### PROBLEMS TO SOLVE
**A.** List every question the writer puts to the Dyson vacuum in the essay on inanimate objects.
**B.** In the essay on inanimate objects, what did the toaster burn?
**C.** Extend the essay on inanimate objects by writing what comes next.

### SOURCE EXTRACT

■ ■ ■

The Life and Hard Times of Inanimate Objects

 I was busy rebuking my toaster yesterday when I had a revelation. It had burned my single piece of gluten free bread, an item expensive enough to make me swaddle it in butter and honey and eat it anyway. Our friends may recognize us for who we are, our family even more so. But nobody knows us as well as our household goods. This includes walls, floor and ceilings, but most of my vitriol seems to be aimed at my appliances.

I try to be the kind of person who thanks them for their service as recommended in that Japanese book about not holding onto crap. But I’m more like an ungrateful girlfriend. I fall into abusive verbal behavior very easily. And for my poor vacuum, there’s not a court in the land that will hold me to account. ‘You clean my floors well,’ I say to my Dyson. ‘But why does your cord insist on getting caught in the furniture feet? Why do you always make me walk across the room to bend over and untangle it?? Why, Mr. Dyson? Isn’t that your job? Things seemed to be going so well when I first bought you. But lately your attitude sucks.”

■ ■ ■

### SOURCE EXCERPT
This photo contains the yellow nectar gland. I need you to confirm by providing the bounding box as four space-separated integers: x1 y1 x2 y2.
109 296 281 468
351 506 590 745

■ ■ ■

### ANSWERS TO THE PROBLEMS
**A.**
- "But why does your cord insist on getting caught in the furniture feet?"
- "Why do you always make me walk across the room to bend over and untangle it??"
- "Why, Mr. Dyson?"
- "Isn't that your job?"

**B.** It burned the writer's single piece of gluten-free bread.

**C.**
Next, I give my drill a serious lecture. ‘Why won’t you hold onto the bit? My job is to hold you. Yours is to grip the bit and let me get this screw into this board!’ As I holler, I can sense all the tools in the house shivering in their poorly organized cases. The walls hear everything. And I am not a silent whiner. Even before my husband became a landed resident in heaven, I was very vocal about the shortcomings of our possessions. 

And yet, I consider myself a grateful person. I am continually giving thanks, aloud, for things like my comfortable bed, warm home, family and friends. Anyone overhearing me would be inclined to think that my character is above reproach. Sadly, as my mangled can opener will tell you, this is not true. 

I’m confessing publicly to appliance abuse as the first step in my self made program I’ve taken to calling ‘Inanimate Objects Anonymous.’ Before you get any ideas about joining, let me tell you up front that this is a one person group. I’m all I can handle right now. I kneel apologetically before my kitchen stove (something I’ve picked up from all those Korean Dramas on Netflix) and tell it I’m sorry for swearing at it last night. I must have programmed the oven incorrectly. (See how I’m owning up to my mistakes? This program is working!)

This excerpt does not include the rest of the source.